## 任务要求
将下方全部记录逐行原样重新给出，输出中省略图片。

## 所给数据
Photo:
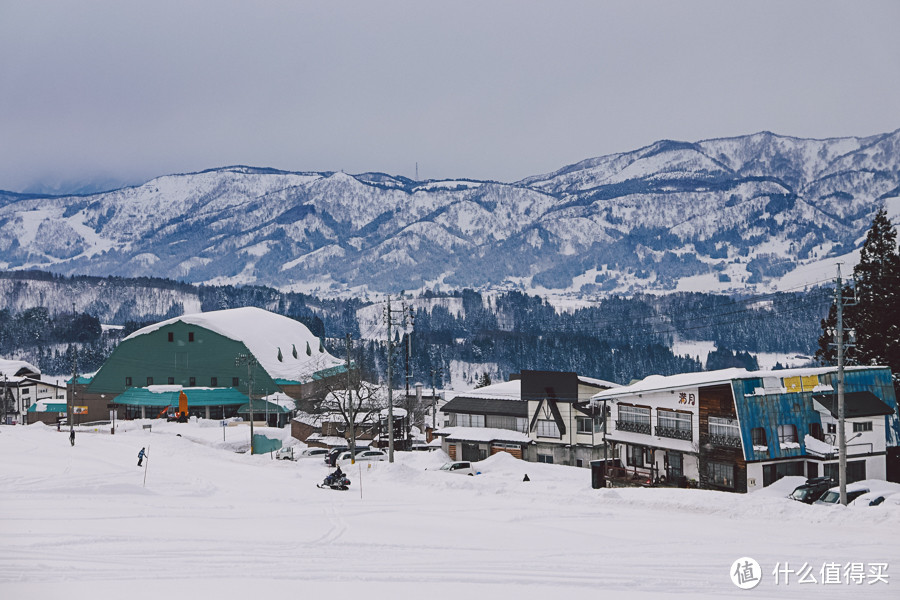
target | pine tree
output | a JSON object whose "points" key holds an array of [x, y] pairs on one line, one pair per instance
{"points": [[876, 316], [878, 288]]}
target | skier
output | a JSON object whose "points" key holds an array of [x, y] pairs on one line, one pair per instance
{"points": [[334, 477]]}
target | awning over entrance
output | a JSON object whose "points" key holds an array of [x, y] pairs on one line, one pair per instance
{"points": [[197, 397]]}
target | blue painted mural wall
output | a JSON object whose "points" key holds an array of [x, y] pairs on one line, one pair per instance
{"points": [[771, 410]]}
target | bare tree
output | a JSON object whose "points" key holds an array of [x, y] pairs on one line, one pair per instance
{"points": [[357, 404]]}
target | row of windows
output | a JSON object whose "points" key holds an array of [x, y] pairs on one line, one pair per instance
{"points": [[190, 336], [192, 381], [588, 425], [493, 421]]}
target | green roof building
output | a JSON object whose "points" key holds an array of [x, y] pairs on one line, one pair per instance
{"points": [[209, 355]]}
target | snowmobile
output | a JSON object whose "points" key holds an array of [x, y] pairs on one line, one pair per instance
{"points": [[335, 482]]}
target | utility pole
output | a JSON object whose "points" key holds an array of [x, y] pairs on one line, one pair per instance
{"points": [[250, 361], [74, 381], [408, 355], [390, 385], [434, 398], [72, 397], [389, 318], [350, 408], [839, 342]]}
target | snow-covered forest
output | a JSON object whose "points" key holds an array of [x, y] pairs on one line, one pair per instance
{"points": [[44, 317]]}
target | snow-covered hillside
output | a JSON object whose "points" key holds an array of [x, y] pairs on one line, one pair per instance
{"points": [[85, 522], [731, 214]]}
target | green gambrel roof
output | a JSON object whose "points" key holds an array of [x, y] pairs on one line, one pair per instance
{"points": [[47, 407], [259, 406], [196, 397]]}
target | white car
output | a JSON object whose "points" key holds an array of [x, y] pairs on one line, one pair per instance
{"points": [[313, 452], [460, 467], [833, 496]]}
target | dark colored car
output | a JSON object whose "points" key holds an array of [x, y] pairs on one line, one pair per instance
{"points": [[812, 490], [334, 453]]}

## 书面回复
Photo:
target | pine tree
output | a JSON object whose "points" key holds an array of [x, y] pairs on one line, one pair per instance
{"points": [[876, 316], [878, 288]]}
target | skier
output | a JSON object whose "points" key holds an array of [x, y] pairs on one line, one pair per instance
{"points": [[334, 477]]}
target | awning over entrance
output | a JSON object whose "points" key holds an array of [x, y] pairs on one line, one pair per instance
{"points": [[197, 397]]}
target | blue painted mural wall
output | a JSON object whose "points" key holds an array of [x, y] pairs on one line, one pair per instance
{"points": [[771, 410]]}
target | bare tree
output | a JSON object whose "points" key holds an array of [x, y] pairs on one line, one pair per instance
{"points": [[357, 404]]}
target | row of windows
output | a JSON object whose "points" key holds an array of [x, y] pairs on one line, one pair per instance
{"points": [[190, 336], [192, 381], [588, 425], [493, 421]]}
target | green roof building
output | a JSON object whose "points" key holds an array of [x, y] pairs on one line, one pair per instance
{"points": [[209, 355]]}
target | snowmobile
output | a JSON object whose "points" key holds an array of [x, y] pairs on one line, one pair per instance
{"points": [[335, 482]]}
target | utility pole
output | a JSON object whose "points" key holds an array of [x, y] pairs on one line, one pair per instance
{"points": [[250, 361], [74, 381], [408, 355], [390, 385], [434, 398], [72, 397], [389, 318], [350, 408], [839, 342]]}
target | snow-covered forest
output | a JSON object whose "points" key holds an array of [x, y] pairs on one line, one pair per instance
{"points": [[44, 317]]}
target | snow-covered hillside
output | a JSON object whose "points" key holds an array of [x, y] pairs on one line, one pair per instance
{"points": [[85, 522], [731, 214]]}
target | green gambrel roof
output | a JSON object whose "points" key holds an array of [x, y] pairs on one line, one pair per instance
{"points": [[47, 407], [259, 406], [196, 397]]}
target | white car
output | a JSON object whose "points" key holds an array of [x, y] pairs on one line, one pair per instance
{"points": [[313, 452], [460, 467], [833, 496]]}
target | dark colored car
output | a JSON object whose "points" key holds an array of [x, y] pairs on one line, one pair per instance
{"points": [[812, 490], [334, 453]]}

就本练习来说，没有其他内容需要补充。